_WORK TO COMPLETE_: Copy the lines running from the one with "form [(29, 7)]." to the one with "Target: hazelnut" word for word, and nothing else.

_DATASET_:
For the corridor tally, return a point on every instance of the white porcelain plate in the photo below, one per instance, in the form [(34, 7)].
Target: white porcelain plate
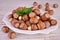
[(44, 31)]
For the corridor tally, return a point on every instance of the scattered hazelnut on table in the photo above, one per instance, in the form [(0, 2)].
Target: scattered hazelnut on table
[(5, 29), (41, 25), (53, 22), (11, 35), (55, 5)]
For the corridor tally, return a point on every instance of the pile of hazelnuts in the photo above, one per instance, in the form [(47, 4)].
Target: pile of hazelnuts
[(34, 21)]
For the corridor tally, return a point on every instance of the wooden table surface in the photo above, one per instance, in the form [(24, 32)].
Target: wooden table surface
[(8, 5)]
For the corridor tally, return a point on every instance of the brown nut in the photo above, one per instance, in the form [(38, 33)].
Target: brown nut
[(15, 23), (10, 16), (11, 35), (25, 17), (20, 17), (15, 15), (23, 26), (53, 22), (55, 5), (37, 11), (40, 6), (35, 4), (41, 25), (47, 8), (14, 11), (37, 17), (47, 24), (47, 4), (19, 8), (45, 17), (34, 27), (10, 19), (28, 23), (29, 28), (33, 20), (21, 21), (32, 14), (5, 29), (51, 12)]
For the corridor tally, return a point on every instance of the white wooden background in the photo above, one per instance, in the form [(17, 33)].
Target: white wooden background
[(8, 5)]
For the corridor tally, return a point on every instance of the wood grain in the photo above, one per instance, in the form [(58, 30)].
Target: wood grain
[(8, 5)]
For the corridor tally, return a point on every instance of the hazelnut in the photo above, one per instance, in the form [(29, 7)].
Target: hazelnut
[(15, 23), (19, 17), (11, 35), (47, 24), (32, 14), (34, 27), (40, 6), (35, 4), (29, 28), (47, 8), (10, 16), (19, 8), (47, 4), (33, 20), (5, 29), (25, 17), (15, 15), (41, 25), (14, 11), (50, 12), (28, 23), (23, 26), (55, 5), (45, 17), (10, 19), (37, 11), (37, 17), (21, 21), (53, 22)]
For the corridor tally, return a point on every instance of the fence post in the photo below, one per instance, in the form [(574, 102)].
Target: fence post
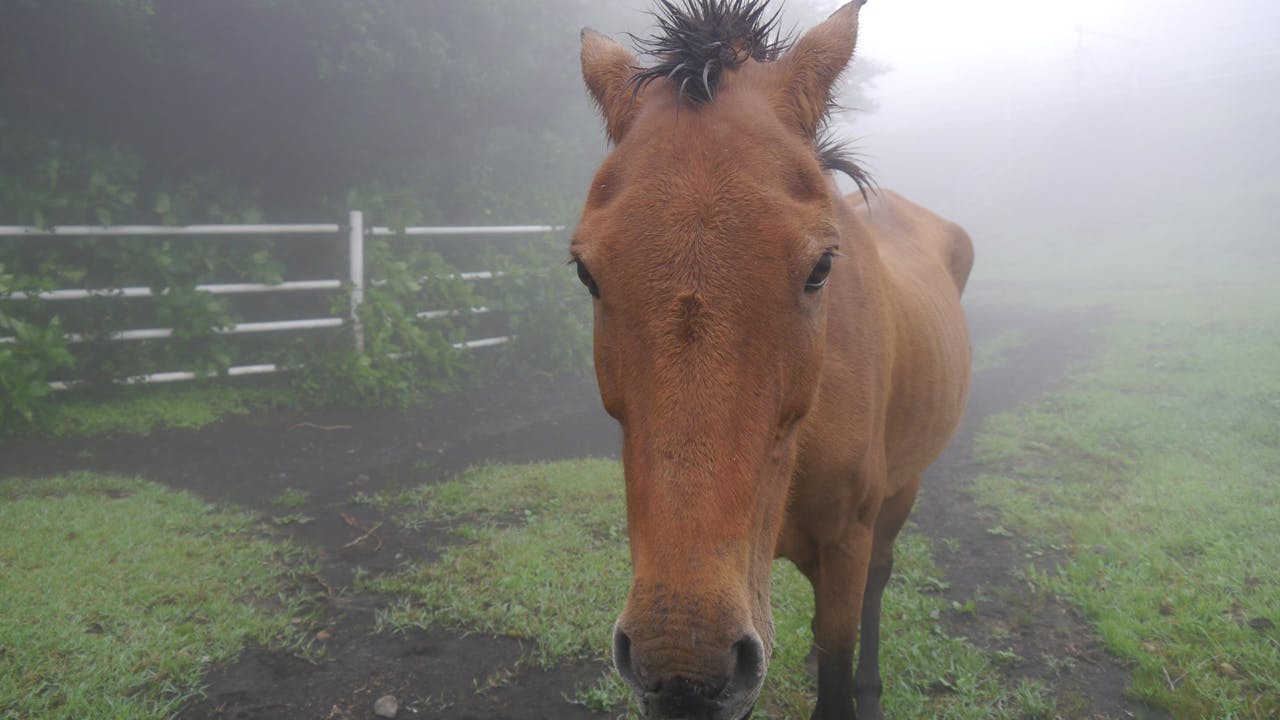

_WRITTEN ANSWER_:
For the corridor tally, return a point on every instance of the hazelnut in the photo above, one per instance, in the form [(29, 7)].
Target: hazelnut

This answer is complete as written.